- Objective
Copy out the records below word for word, starting at the line that contains "Where can you see the decorative" and continuing through the end of the records.
— Start Material provided —
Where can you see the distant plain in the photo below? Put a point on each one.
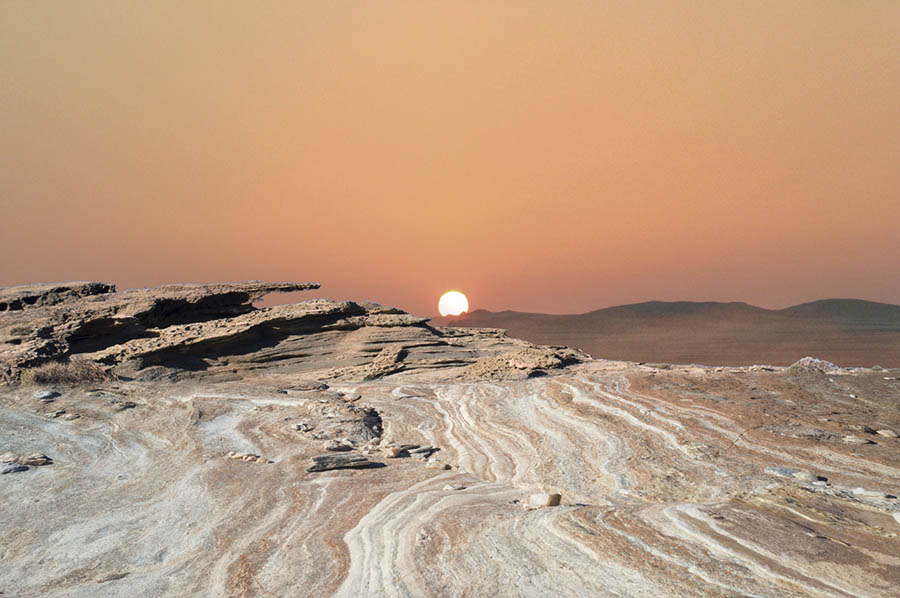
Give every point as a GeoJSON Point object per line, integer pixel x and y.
{"type": "Point", "coordinates": [848, 332]}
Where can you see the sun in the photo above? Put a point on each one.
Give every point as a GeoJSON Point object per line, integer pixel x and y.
{"type": "Point", "coordinates": [453, 303]}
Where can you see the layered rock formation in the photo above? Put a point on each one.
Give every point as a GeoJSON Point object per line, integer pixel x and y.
{"type": "Point", "coordinates": [339, 448]}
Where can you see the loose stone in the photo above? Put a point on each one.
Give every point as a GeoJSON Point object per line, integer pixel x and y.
{"type": "Point", "coordinates": [13, 468]}
{"type": "Point", "coordinates": [544, 499]}
{"type": "Point", "coordinates": [338, 445]}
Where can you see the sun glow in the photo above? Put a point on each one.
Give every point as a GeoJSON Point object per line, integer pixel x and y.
{"type": "Point", "coordinates": [453, 303]}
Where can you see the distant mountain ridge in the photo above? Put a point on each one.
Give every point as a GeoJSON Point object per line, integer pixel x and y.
{"type": "Point", "coordinates": [845, 331]}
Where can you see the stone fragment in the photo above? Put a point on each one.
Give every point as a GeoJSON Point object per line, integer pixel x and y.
{"type": "Point", "coordinates": [804, 476]}
{"type": "Point", "coordinates": [422, 452]}
{"type": "Point", "coordinates": [13, 468]}
{"type": "Point", "coordinates": [851, 439]}
{"type": "Point", "coordinates": [339, 461]}
{"type": "Point", "coordinates": [785, 472]}
{"type": "Point", "coordinates": [338, 445]}
{"type": "Point", "coordinates": [868, 493]}
{"type": "Point", "coordinates": [544, 499]}
{"type": "Point", "coordinates": [34, 459]}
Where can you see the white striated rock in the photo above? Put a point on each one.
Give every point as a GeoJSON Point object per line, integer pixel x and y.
{"type": "Point", "coordinates": [544, 499]}
{"type": "Point", "coordinates": [338, 445]}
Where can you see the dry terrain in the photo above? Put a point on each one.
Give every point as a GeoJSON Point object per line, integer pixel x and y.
{"type": "Point", "coordinates": [345, 449]}
{"type": "Point", "coordinates": [847, 332]}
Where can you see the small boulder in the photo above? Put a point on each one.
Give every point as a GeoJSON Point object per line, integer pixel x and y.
{"type": "Point", "coordinates": [338, 445]}
{"type": "Point", "coordinates": [868, 493]}
{"type": "Point", "coordinates": [805, 476]}
{"type": "Point", "coordinates": [341, 461]}
{"type": "Point", "coordinates": [851, 439]}
{"type": "Point", "coordinates": [36, 459]}
{"type": "Point", "coordinates": [12, 468]}
{"type": "Point", "coordinates": [544, 499]}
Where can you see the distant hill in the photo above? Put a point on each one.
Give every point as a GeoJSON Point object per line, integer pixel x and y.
{"type": "Point", "coordinates": [844, 331]}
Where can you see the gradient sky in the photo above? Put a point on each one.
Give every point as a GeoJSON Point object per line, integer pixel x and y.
{"type": "Point", "coordinates": [540, 156]}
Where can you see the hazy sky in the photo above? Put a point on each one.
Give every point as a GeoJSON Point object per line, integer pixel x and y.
{"type": "Point", "coordinates": [542, 156]}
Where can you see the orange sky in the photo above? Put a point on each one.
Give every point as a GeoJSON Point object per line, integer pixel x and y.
{"type": "Point", "coordinates": [541, 156]}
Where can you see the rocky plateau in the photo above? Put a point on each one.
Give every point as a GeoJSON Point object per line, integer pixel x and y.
{"type": "Point", "coordinates": [180, 441]}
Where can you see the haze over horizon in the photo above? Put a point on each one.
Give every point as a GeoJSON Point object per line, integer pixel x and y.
{"type": "Point", "coordinates": [540, 157]}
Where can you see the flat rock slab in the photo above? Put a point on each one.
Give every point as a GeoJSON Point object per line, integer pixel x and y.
{"type": "Point", "coordinates": [339, 461]}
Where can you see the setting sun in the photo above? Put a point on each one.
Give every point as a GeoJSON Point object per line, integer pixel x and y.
{"type": "Point", "coordinates": [453, 303]}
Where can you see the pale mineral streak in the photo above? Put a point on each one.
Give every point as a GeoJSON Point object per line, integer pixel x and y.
{"type": "Point", "coordinates": [637, 480]}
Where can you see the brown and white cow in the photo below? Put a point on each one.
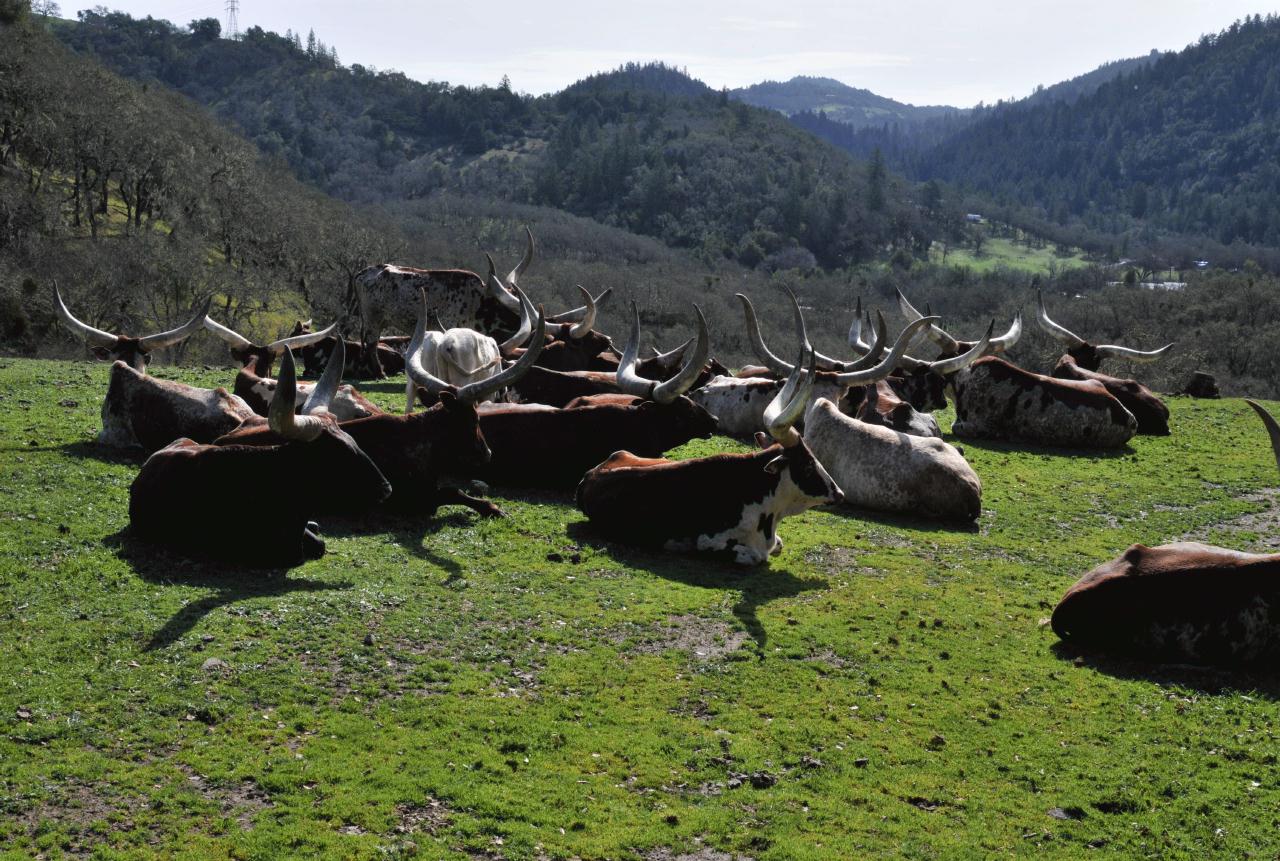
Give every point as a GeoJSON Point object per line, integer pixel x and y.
{"type": "Point", "coordinates": [149, 412]}
{"type": "Point", "coordinates": [1082, 361]}
{"type": "Point", "coordinates": [540, 445]}
{"type": "Point", "coordinates": [347, 402]}
{"type": "Point", "coordinates": [1179, 603]}
{"type": "Point", "coordinates": [1000, 401]}
{"type": "Point", "coordinates": [135, 352]}
{"type": "Point", "coordinates": [725, 503]}
{"type": "Point", "coordinates": [415, 452]}
{"type": "Point", "coordinates": [191, 498]}
{"type": "Point", "coordinates": [739, 403]}
{"type": "Point", "coordinates": [263, 356]}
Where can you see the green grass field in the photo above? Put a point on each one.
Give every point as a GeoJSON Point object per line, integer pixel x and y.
{"type": "Point", "coordinates": [516, 688]}
{"type": "Point", "coordinates": [999, 251]}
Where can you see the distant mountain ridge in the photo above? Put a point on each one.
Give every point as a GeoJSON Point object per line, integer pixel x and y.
{"type": "Point", "coordinates": [839, 101]}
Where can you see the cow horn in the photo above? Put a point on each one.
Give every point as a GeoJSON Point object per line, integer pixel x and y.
{"type": "Point", "coordinates": [513, 275]}
{"type": "Point", "coordinates": [584, 328]}
{"type": "Point", "coordinates": [228, 334]}
{"type": "Point", "coordinates": [945, 366]}
{"type": "Point", "coordinates": [481, 389]}
{"type": "Point", "coordinates": [933, 333]}
{"type": "Point", "coordinates": [790, 402]}
{"type": "Point", "coordinates": [494, 288]}
{"type": "Point", "coordinates": [186, 330]}
{"type": "Point", "coordinates": [1111, 351]}
{"type": "Point", "coordinates": [886, 366]}
{"type": "Point", "coordinates": [1005, 342]}
{"type": "Point", "coordinates": [876, 349]}
{"type": "Point", "coordinates": [762, 352]}
{"type": "Point", "coordinates": [94, 337]}
{"type": "Point", "coordinates": [1272, 427]}
{"type": "Point", "coordinates": [279, 413]}
{"type": "Point", "coordinates": [526, 325]}
{"type": "Point", "coordinates": [327, 387]}
{"type": "Point", "coordinates": [576, 315]}
{"type": "Point", "coordinates": [298, 342]}
{"type": "Point", "coordinates": [855, 329]}
{"type": "Point", "coordinates": [677, 385]}
{"type": "Point", "coordinates": [1054, 329]}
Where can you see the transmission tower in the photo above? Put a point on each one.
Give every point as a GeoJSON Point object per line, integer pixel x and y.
{"type": "Point", "coordinates": [232, 19]}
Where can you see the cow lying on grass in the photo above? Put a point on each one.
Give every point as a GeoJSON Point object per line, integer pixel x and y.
{"type": "Point", "coordinates": [1179, 603]}
{"type": "Point", "coordinates": [730, 503]}
{"type": "Point", "coordinates": [191, 498]}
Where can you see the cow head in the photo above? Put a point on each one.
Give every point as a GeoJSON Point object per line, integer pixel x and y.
{"type": "Point", "coordinates": [245, 351]}
{"type": "Point", "coordinates": [135, 352]}
{"type": "Point", "coordinates": [1087, 355]}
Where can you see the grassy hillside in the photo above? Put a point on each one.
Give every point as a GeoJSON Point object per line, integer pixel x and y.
{"type": "Point", "coordinates": [521, 690]}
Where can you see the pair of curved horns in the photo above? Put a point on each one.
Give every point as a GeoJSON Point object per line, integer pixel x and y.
{"type": "Point", "coordinates": [1104, 351]}
{"type": "Point", "coordinates": [666, 392]}
{"type": "Point", "coordinates": [950, 344]}
{"type": "Point", "coordinates": [280, 412]}
{"type": "Point", "coordinates": [100, 338]}
{"type": "Point", "coordinates": [240, 342]}
{"type": "Point", "coordinates": [480, 389]}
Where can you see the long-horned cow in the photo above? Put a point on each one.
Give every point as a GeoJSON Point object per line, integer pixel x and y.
{"type": "Point", "coordinates": [1082, 361]}
{"type": "Point", "coordinates": [416, 450]}
{"type": "Point", "coordinates": [1179, 603]}
{"type": "Point", "coordinates": [547, 447]}
{"type": "Point", "coordinates": [191, 498]}
{"type": "Point", "coordinates": [135, 352]}
{"type": "Point", "coordinates": [725, 503]}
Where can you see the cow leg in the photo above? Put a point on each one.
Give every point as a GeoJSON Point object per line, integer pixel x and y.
{"type": "Point", "coordinates": [455, 497]}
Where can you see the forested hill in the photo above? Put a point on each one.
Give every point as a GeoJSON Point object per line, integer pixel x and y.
{"type": "Point", "coordinates": [1189, 143]}
{"type": "Point", "coordinates": [644, 147]}
{"type": "Point", "coordinates": [839, 101]}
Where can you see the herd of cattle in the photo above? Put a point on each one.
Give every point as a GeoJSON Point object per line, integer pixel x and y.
{"type": "Point", "coordinates": [515, 397]}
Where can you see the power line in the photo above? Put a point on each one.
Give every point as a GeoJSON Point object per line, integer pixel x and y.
{"type": "Point", "coordinates": [232, 18]}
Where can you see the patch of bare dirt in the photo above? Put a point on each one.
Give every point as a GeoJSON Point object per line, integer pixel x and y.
{"type": "Point", "coordinates": [698, 855]}
{"type": "Point", "coordinates": [242, 801]}
{"type": "Point", "coordinates": [698, 637]}
{"type": "Point", "coordinates": [428, 818]}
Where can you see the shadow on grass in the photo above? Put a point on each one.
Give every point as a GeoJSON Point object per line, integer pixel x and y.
{"type": "Point", "coordinates": [232, 582]}
{"type": "Point", "coordinates": [899, 521]}
{"type": "Point", "coordinates": [758, 585]}
{"type": "Point", "coordinates": [1005, 447]}
{"type": "Point", "coordinates": [1206, 679]}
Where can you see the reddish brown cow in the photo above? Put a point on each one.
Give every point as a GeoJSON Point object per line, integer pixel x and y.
{"type": "Point", "coordinates": [1182, 603]}
{"type": "Point", "coordinates": [726, 503]}
{"type": "Point", "coordinates": [135, 352]}
{"type": "Point", "coordinates": [1082, 360]}
{"type": "Point", "coordinates": [191, 498]}
{"type": "Point", "coordinates": [542, 445]}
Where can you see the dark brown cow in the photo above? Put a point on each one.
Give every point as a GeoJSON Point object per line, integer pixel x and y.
{"type": "Point", "coordinates": [542, 445]}
{"type": "Point", "coordinates": [416, 450]}
{"type": "Point", "coordinates": [263, 356]}
{"type": "Point", "coordinates": [1000, 401]}
{"type": "Point", "coordinates": [1082, 360]}
{"type": "Point", "coordinates": [257, 393]}
{"type": "Point", "coordinates": [144, 411]}
{"type": "Point", "coordinates": [1180, 603]}
{"type": "Point", "coordinates": [192, 498]}
{"type": "Point", "coordinates": [135, 352]}
{"type": "Point", "coordinates": [725, 503]}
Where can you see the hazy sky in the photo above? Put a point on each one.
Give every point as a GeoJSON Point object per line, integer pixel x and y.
{"type": "Point", "coordinates": [920, 51]}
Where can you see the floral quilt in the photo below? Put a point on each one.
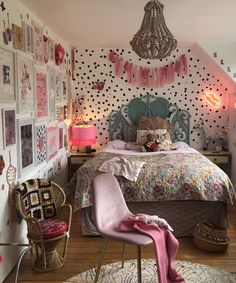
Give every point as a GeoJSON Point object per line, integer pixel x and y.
{"type": "Point", "coordinates": [164, 176]}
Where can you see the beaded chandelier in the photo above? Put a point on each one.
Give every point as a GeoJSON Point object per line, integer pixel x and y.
{"type": "Point", "coordinates": [153, 40]}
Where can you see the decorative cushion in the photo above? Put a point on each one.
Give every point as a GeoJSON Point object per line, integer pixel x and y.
{"type": "Point", "coordinates": [152, 123]}
{"type": "Point", "coordinates": [142, 135]}
{"type": "Point", "coordinates": [52, 228]}
{"type": "Point", "coordinates": [163, 137]}
{"type": "Point", "coordinates": [129, 132]}
{"type": "Point", "coordinates": [38, 198]}
{"type": "Point", "coordinates": [116, 144]}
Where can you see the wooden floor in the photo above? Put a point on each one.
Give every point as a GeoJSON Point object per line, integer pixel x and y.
— End Material provided —
- Answer to this exercise
Where can you see the decorative cushion in the photo above? Put a point on each one.
Give every point as a GeoJSON Point object per line, integer pixel x and y.
{"type": "Point", "coordinates": [152, 123]}
{"type": "Point", "coordinates": [142, 135]}
{"type": "Point", "coordinates": [52, 228]}
{"type": "Point", "coordinates": [163, 137]}
{"type": "Point", "coordinates": [129, 132]}
{"type": "Point", "coordinates": [38, 198]}
{"type": "Point", "coordinates": [116, 144]}
Where can you see the wooden floor in the photo above? Put a point on each one.
Give every point as a GeoJSON Point object per line, integer pixel x and y.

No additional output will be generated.